The tax laws are complex, and you may need accounts prepared to show your taxable profit. Whilst you may be able to deal with this yourself, for people who are self employed it is usually safer and less stressful to use a professional accountant.

What is Self-Employment?

Self employment is when you work for yourself.

Typically a self-employed person will:

  • Decide for themselves how and when to do the work.
  • Take financial risk.
  • Take responsibility if the work in not done correctly.
  • Provide their own tools and equipment

Generally it will be fairly obvious if you are self employed, but in some cases it is less clear cut. There is no clear divide between being self employed or an employee, and for tax purposes it depends on a number of 'indicators'. If in doubt try using the H.M. Revenue & Customs' Employment Status Indicator at

The question is most important when you employ someone to work for you. If you treat them as an employee, you will probably have to operate PAYE, provide paid holidays, and comply with a great deal of employment legislation. If you treat them as self employed, none of that applies. The snag is that if you treat a person as self employed, and H.M. Revenue & Customs later decide that they were really an employee of yours, then you could end up having to pay the tax that would otherwise have been deducted under the PAYE system plus employers National Insurance. Worse still, HMRC can treat the amount paid as the net of tax payment, and demand the tax due on the grossed up payment. So it can be important to get it right. H.M. Revenue & Customs are generally keen to have people treated as employees as they collect more National Insurance that way.

What do I need to do if I become self-employed?

This is a complex situation, so probably the best thing would be to speak to an accountant straight away. Amongst other things, you will need to:

  • Inform H.M. Revenue & Customs that you have become self employed.
  • Decide what business style to use - sole trader, partnership, limited company, limited liability partnership.
  • Start keeping business books and records.
  • Decide whether to register for VAT.
  • If taking on employees, start operating PAYE.

SET TASK 1 = In the self-employment passage, replace "professional accountant" with "qualified adviser" and give the passage again, starting at "The tax laws" and ending at "What is Self-Employment?".

Data records
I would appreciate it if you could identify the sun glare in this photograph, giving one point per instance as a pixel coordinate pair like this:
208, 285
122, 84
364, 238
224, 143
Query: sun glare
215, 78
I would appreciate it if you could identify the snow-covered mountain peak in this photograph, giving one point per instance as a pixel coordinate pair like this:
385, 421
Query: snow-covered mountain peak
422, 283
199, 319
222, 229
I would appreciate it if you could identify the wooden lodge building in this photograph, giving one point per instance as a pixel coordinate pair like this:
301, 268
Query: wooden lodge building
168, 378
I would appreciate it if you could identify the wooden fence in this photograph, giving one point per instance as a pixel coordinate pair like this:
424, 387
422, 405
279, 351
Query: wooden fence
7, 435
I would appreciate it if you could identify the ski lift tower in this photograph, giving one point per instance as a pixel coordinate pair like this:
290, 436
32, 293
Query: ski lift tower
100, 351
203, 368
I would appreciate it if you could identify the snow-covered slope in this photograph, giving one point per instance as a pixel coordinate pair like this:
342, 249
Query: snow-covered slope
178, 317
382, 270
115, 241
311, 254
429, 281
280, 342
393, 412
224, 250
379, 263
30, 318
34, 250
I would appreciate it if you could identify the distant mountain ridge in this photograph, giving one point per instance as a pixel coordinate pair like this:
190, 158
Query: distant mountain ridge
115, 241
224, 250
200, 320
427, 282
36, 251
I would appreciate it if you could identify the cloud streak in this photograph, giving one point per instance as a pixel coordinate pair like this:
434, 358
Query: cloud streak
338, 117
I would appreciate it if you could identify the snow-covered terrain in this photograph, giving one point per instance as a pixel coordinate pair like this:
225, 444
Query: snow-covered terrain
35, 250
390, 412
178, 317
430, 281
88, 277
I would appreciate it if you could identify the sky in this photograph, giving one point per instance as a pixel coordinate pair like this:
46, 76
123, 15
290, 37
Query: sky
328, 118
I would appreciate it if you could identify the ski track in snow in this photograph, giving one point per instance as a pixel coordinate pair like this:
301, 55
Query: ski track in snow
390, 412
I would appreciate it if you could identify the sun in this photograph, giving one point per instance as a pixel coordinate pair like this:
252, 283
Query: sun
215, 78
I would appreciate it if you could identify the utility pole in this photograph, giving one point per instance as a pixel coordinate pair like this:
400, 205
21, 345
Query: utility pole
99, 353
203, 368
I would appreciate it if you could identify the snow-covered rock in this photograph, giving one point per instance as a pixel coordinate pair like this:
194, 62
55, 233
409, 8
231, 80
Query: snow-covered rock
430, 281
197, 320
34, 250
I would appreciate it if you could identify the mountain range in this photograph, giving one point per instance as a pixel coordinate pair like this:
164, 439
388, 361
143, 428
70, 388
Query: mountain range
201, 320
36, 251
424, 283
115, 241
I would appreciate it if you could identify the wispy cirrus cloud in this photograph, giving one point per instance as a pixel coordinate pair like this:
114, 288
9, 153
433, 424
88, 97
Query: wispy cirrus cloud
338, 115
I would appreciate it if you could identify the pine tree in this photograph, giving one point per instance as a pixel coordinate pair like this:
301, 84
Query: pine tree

SET TASK 2 = Put the rows of the data records, starting at the row containing "I would appreciate it if you could identify the pine" and ending at the last row, into a Markdown table with columns No and Line, numbering each row and skipping blank rows.

FULL RESPONSE 1 =
The tax laws are complex, and you may need accounts prepared to show your taxable profit. Whilst you may be able to deal with this yourself, for people who are self employed it is usually safer and less stressful to use a qualified adviser.

What is Self-Employment?

FULL RESPONSE 2 =
| No | Line |
|---|---|
| 1 | I would appreciate it if you could identify the pine tree in this photograph, giving one point per instance as a pixel coordinate pair like this: |
| 2 | 301, 84 |
| 3 | Query: pine tree |